▸ **Task**
Rewrite the listing below with "Place a pin on each instance" replaced by "Mark every occurrence" at every occurrence, keeping everything else unchanged.

======== Information provided

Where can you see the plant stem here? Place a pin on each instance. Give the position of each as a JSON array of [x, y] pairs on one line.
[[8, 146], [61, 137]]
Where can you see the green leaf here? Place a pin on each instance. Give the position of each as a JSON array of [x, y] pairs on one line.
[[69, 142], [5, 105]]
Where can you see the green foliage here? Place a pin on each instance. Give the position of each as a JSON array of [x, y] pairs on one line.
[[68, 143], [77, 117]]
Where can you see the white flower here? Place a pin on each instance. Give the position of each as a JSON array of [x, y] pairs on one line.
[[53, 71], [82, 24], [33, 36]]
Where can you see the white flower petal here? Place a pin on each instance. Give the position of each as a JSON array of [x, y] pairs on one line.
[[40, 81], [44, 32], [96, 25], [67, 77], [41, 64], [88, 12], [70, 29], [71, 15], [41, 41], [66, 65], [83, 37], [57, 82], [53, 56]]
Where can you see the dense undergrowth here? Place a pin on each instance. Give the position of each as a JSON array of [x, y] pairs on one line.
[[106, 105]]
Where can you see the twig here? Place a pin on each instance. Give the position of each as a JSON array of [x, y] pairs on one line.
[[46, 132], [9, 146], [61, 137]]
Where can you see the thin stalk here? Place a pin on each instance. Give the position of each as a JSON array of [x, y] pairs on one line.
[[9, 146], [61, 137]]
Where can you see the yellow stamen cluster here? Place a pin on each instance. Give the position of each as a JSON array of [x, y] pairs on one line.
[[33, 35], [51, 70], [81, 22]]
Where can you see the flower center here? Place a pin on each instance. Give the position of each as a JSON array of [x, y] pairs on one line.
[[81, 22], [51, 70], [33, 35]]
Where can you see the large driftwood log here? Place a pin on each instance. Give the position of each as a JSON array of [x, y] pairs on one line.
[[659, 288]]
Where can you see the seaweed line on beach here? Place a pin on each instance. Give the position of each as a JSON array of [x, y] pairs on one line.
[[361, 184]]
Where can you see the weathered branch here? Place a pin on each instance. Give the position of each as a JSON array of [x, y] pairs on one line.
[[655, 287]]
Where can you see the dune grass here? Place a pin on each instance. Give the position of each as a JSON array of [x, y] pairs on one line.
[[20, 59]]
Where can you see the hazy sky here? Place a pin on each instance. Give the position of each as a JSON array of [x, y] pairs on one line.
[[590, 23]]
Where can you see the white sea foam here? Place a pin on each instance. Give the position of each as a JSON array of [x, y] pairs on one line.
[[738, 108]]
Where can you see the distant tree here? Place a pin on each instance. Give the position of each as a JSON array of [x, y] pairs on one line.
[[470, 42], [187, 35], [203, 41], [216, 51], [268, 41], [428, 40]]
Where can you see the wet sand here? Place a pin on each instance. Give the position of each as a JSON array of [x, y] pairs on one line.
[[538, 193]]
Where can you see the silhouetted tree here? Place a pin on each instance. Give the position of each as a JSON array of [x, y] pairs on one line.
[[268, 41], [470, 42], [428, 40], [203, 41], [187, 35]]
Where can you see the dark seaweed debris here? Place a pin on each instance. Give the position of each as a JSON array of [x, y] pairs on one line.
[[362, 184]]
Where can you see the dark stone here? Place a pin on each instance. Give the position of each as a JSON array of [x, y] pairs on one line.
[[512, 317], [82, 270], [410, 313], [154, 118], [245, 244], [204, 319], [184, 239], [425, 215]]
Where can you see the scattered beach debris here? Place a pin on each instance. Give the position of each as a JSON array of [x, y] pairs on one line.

================

▸ **Full solution**
Where can you see the plant stem here? Mark every occurrence. Give the position of each as a JSON array of [x, y] pairs on one line.
[[8, 146], [61, 137]]
Where can you see the green leaf here? Mark every occurrence. Give the position of each as a JSON array of [x, y] pairs on one line.
[[69, 142], [5, 105]]
Where can you see the green foliage here? Mark every occurrence. Give the position of each as a JSON array of [x, y] pairs on one line.
[[68, 143], [77, 117]]
Where can you see the white flower here? Mark every occurrence. Give the position of each as a JSON array of [x, y] pairs on one line.
[[53, 71], [82, 24], [33, 36]]
Where can you see the white flower petal here? Mark every occurrence. Give the position of each as a JSON array of [x, y] pairs on one line.
[[40, 81], [44, 32], [96, 25], [67, 77], [41, 64], [88, 12], [70, 29], [71, 15], [41, 41], [66, 65], [83, 37], [57, 82], [53, 56]]
Where can you see the dense undergrowth here? Mark every occurrence. Give the position of each as a JSON array of [x, y] pairs on one line.
[[106, 105]]
Where can you see the twig here? Mark every occurrence. Give the position of each as a JSON array of [x, y] pairs on one line.
[[46, 132], [9, 146], [61, 137]]
Where can you see the thin stalk here? Mark every occurrence. Give the position of each as a JSON array of [x, y] pairs on one line.
[[9, 146], [61, 137]]
Where can you see the yellow stamen cluster here? Mark every occurrence. Give the position of each as a JSON array of [x, y] pairs on one line.
[[33, 35], [51, 70], [81, 22]]
Where can you see the flower center here? Mark every occurrence. Give the position of each as a JSON array of [x, y] pairs on one line.
[[81, 22], [51, 70], [33, 35]]
Where can you see the large driftwood log here? Mark every occurrence. Give the position of each as a JSON array of [x, y] pairs on one line.
[[659, 288]]
Where can you see the seaweed line on beach here? Mark every occurrence. Give the position of each as a JSON array of [x, y] pairs on one line.
[[361, 184]]
Where can you see the weathered branch here? Mark every occurrence. Give the position of each as a JSON array of [x, y] pairs on one line.
[[655, 287]]
Where can you see the dune grass here? Mark every occurrence. Give the position of each as a JSON array of [x, y] pairs on one line.
[[20, 59]]
Where can you see the hazy sky here? Mark every occurrence. Give the position of each as a JSON array of [x, y] pairs on one line.
[[590, 23]]
Where can you see the white sea foam here? Mark every occurrence. Give the position of each as a JSON array of [x, y] pairs on one line.
[[738, 108]]
Where can you see the distant tree here? Mark every occurrence. Give the position of each as a JSON array of [x, y] pairs on one line.
[[470, 42], [187, 35], [203, 41], [216, 51], [268, 41], [428, 40]]
Where can you see the wet sand here? Mark every occurrence. Give the position of each as a JSON array of [x, y] pairs on one line.
[[538, 193]]
Where can you see the silhouetted tree here? Mark every occurrence. Give the position of each as a JSON array of [x, y] pairs on one line.
[[268, 41], [470, 42], [428, 40], [203, 41], [187, 35]]
Where can you see the dark seaweed debris here? Mark every occurrence. Give the position of each as a JSON array of [x, y] pairs on one line.
[[362, 184]]
Where can you see the dark stone here? Mark every occurrence. Give the position of each as a JSON array of [x, y] pairs on one line.
[[512, 317], [82, 270], [410, 313], [154, 118], [245, 244], [204, 319], [184, 239], [425, 215]]
Where can you see the scattered beach debris here? Mark every occurrence. Give the position of each as a JSON array of [x, y] pairs on one line.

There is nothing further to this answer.